- **DOCUMENT EXTRACT**

· · · · · · ·

FIG. 5 illustrates an example computing device according to aspects of the present disclosure. For example, computing device 500 can implement any of the systems or methods described herein. In some instances, computing device 500 may be a component of or included within a media device. The components of computing device 500 are shown in electrical communication with each other using connection 506, such as a bus. The example computing device architecture 500 includes a processor (e.g., CPU, processor, or the like) 504 and connection 506 (e.g., such as a bus, or the like) that is configured to couple components of computing device 500 such as, but not limited to, memory 520, read only memory (ROM) 518, random access memory (RAM) 516, and/or storage device 508, to processing unit 510.

Computing device 500 can include a cache 502 of high-speed memory connected directly with, in close proximity to, or integrated within processor 504. Computing device 500 can copy data from memory 520 and/or storage device 508 to cache 502 for quicker access by processor 504. In this way, cache 502 may provide a performance boost that avoids delays while processor 504 waits for data. Alternatively, processor 504 may access data directly from memory 520, ROM 517, RAM 516, and/or storage device 508. Memory 520 can include multiple types of homogenous or heterogeneous memory (e.g., such as, but not limited to, magnetic, optical, solid-state, etc.).

Storage device 508 may include one or more non-transitory computer-readable media such as volatile and/or non-volatile memories. A non-transitory computer-readable medium can store instructions and/or data accessible by computing device 500. Non-transitory computer-readable media can include, but is not limited to magnetic cassettes, hard-disk drives (HDD), flash memory, solid state memory devices, digital versatile disks, cartridges, compact discs, random access memories (RAMs) 525, read only memory (ROM) 520, combinations thereof, or the like.

Storage device 508, may store one or more services, such as service 1 510, service 2 512, and service 3 514, that are executable by processor 504 and/or other electronic hardware. The one or more services include instructions executable by processor 504 to: perform operations such as any of the techniques, steps, processes, blocks, and/or operations described herein; control the operations of a device in communication with computing device 500; control the operations of processing unit 510 and/or any special-purpose processors; combinations therefor; or the like. Processor 504 may be a system on a chip (SOC) that includes one or more cores or processors, a bus, memories, clock, memory controller, cache, other processor components, and/or the like. A multi-core processor may be symmetric or asymmetric.

· · · · · · ·

- **COLLECTED MATERIAL**
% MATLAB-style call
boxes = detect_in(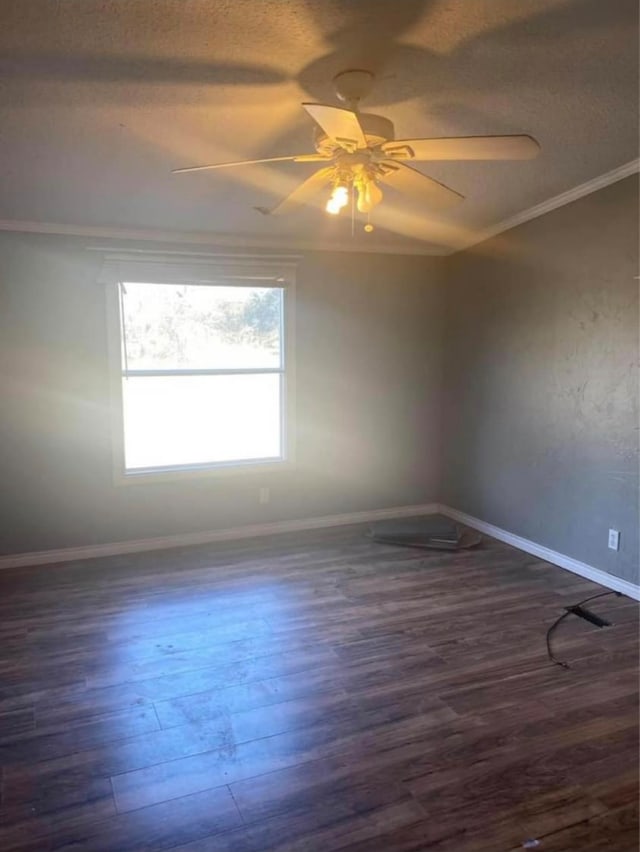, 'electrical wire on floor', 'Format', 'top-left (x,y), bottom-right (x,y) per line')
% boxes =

· · · · · · ·

- **WRITTEN PROBLEM A**
Repeat the computing-device passage word for word, starting with "Storage device 508, may" and going on through "symmetric or asymmetric.".
- **WRITTEN PROBLEM B**
Does the computing-device passage agree with each statement? Answer yes or no and quote the words that decide it.
(i) Cache 502 is made of high-speed memory.
(ii) A multi-core processor has to be symmetric.
(iii) The services on storage device 508 can be executed by processor 504.
Nothing in the lines is needed here.

- **RESPONSE A**
Storage device 508, may store one or more services, such as service 1 510, service 2 512, and service 3 514, that are executable by processor 504 and/or other electronic hardware. The one or more services include instructions executable by processor 504 to: perform operations such as any of the techniques, steps, processes, blocks, and/or operations described herein; control the operations of a device in communication with computing device 500; control the operations of processing unit 510 and/or any special-purpose processors; combinations therefor; or the like. Processor 504 may be a system on a chip (SOC) that includes one or more cores or processors, a bus, memories, clock, memory controller, cache, other processor components, and/or the like. A multi-core processor may be symmetric or asymmetric.

- **RESPONSE B**
(i) Yes: "a cache 502 of high-speed memory"
(ii) No: "A multi-core processor may be symmetric or asymmetric."
(iii) Yes: "that are executable by processor 504 and/or other electronic hardware"